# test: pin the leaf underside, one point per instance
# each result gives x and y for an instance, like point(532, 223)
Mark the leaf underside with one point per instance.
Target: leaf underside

==

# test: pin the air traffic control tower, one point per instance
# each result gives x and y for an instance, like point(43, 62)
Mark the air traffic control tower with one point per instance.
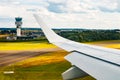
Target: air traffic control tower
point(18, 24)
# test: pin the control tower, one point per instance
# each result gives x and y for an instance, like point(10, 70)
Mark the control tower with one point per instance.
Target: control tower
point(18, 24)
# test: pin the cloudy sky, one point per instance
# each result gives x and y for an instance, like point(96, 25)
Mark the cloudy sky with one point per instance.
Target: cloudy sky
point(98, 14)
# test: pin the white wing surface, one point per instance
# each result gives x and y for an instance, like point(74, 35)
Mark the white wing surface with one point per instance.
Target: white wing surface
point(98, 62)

--

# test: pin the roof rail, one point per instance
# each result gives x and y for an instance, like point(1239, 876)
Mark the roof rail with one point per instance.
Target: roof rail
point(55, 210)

Problem: Above is the material; set down exactly its lines from the one containing "# test: pin the air" down to the one containing "like point(74, 35)", both included, leaving out any pictures.

Result:
# test: pin the air traffic control tower, one point per instance
# each result gives x and y for an instance, like point(43, 62)
Mark the air traffic control tower with one point per instance.
Target: air traffic control tower
point(18, 24)
# test: pin the control tower, one point per instance
# each result gives x and y for an instance, like point(10, 70)
Mark the control tower with one point per instance.
Target: control tower
point(18, 24)
# test: pin the cloudy sky, one point per instance
# each result gives x and y for an instance, like point(96, 25)
Mark the cloudy sky with one point per instance.
Target: cloudy sky
point(98, 14)
# test: pin the white wing surface, one point per instance
# each result gives x and y for an instance, like point(74, 35)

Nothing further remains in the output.